A Possibility of Something: A Case for Howard Barker to be Awarded the Nobel Prize by George Jones

Beauty is a thing seized on a landing
While ugliness is halfway up the stairs.”
Howard Barker, Dead Hands

For most of the last three decades1, Howard Barker has been Britain’s greatest living dramatist. Over the fifty years since his first radioplay, Barker has produced a body of work both wide and deep, ranging over poetry, drama, film, painting, and criticism. Whenever possible, he does his own lighting, costume design, sound design, and directs his own work, and despite the breadth of his talents, he manages to be extraordinarily prolific. To date, he has written sixty-three plays, two marionette plays, eleven teleplays, six books of poetry, an opera, and three collections of writings on theatre, in addition to numerous radio plays, short film scripts, and paintings. Still - prolificity alone does not make a writer worthy of the Nobel Prize. In this essay, I’ll be examining what makes Barker unique as a playwright and poet, and making the argument that he should be the next Nobel laureate for literature.

One of the most immediate ways in which Howard Barker stands out from the rest of British theatre is his refusal of realism. Of course, there are other playwrights who set their plays somewhere other than the world we know, like Bryony Lavery or Howard Brenton, but most of the time those plays are still grounded in the principles of realism - the characters talk and act in much the same way that you or I would talk and act in their situation, and the setting is often a slightly altered version of our reality. Barker takes it a step further, setting each of his plays in its own self-contained universe, that does not necessarily behave according to real-world logic. His masterpiece Found In The Ground, which deals with the collective trauma of World War Two, is perhaps the finest example of this. The play works on a kind of associative, impressionistic level. The audience is presented with dogs on wheels, a headless woman who “perambulates” across the stage, a man who ritually consumes the ashes of famous Nazis (although not Hitler - “We never serve him here”) and is asked to draw their own conclusions about the meaning of it all.

I Want to say
Without temper
If possible
without the least sense of the heroic
Without even the measured ambition
to speak the truth
which is only another vulgarity
To say
I am not what I was
Indeed
I was nothing
and now I am at least the possibility
of
something
and this
I will defend2

Barker is, as one Guardian piece put it, “a champion of imagination, not ‘relevance’”3 - that is, he does not concern himself with passing comment on the issues of the day. Rather, Barker’s plays attempt to imagine what does not exist - to explore the possibilities of human behaviour. In particular, Barker returns over and over again to the theme of the perverse, in Poe’s sense of the term, to characters who do the wrong thing. Barker’s characters are driven to rebel - against society, against those who presume to judge them, even against their own moral codes - by overwhelming desires.

# Given information
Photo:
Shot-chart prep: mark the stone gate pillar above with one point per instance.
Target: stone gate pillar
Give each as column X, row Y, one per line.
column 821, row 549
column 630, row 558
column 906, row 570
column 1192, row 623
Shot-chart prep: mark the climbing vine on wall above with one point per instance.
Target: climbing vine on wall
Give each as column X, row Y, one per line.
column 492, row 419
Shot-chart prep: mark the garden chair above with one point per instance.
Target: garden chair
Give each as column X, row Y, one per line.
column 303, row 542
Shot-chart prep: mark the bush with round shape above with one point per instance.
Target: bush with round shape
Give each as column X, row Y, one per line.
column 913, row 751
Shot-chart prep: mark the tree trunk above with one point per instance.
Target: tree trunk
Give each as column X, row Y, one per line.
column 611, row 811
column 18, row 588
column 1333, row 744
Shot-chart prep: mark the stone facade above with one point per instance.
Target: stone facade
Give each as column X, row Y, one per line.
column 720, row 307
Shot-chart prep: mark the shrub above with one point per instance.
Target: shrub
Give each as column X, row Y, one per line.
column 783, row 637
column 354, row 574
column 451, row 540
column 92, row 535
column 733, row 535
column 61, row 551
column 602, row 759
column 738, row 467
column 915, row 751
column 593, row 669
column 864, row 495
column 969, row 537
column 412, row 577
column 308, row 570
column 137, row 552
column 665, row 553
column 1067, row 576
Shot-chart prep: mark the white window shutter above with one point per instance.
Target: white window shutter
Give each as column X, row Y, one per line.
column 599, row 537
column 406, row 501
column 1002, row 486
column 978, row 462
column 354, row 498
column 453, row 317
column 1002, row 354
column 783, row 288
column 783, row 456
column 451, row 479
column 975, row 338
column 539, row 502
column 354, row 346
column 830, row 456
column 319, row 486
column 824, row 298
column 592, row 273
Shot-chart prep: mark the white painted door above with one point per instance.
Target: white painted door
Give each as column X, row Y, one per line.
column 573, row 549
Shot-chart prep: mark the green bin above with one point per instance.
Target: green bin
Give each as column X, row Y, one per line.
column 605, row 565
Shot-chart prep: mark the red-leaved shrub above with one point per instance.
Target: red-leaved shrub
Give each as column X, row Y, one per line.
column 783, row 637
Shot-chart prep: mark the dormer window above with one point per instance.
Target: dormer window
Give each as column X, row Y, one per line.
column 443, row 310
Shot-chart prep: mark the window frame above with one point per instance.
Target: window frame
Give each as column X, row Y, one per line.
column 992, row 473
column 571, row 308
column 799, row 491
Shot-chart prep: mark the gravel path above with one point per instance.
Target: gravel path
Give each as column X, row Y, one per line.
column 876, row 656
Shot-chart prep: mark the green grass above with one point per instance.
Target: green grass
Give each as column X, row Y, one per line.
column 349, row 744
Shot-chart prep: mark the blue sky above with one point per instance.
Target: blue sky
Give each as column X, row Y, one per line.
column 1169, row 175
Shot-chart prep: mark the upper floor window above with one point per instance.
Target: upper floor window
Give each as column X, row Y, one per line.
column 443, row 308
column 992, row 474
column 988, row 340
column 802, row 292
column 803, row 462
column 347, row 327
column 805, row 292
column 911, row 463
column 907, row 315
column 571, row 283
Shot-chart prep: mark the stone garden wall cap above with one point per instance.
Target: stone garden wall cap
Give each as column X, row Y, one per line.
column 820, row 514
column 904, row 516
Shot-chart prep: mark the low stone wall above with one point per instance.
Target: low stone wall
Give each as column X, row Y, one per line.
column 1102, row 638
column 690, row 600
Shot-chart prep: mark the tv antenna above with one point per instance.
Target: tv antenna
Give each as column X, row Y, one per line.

# Given instruction
In the essay on Howard Barker, which jobs does Barker take on for his own productions whenever possible? The listing comes from a separate source and has no connection to the essay on Howard Barker.

# Solution
- Lighting
- Costume design
- Sound design
- Directing his own work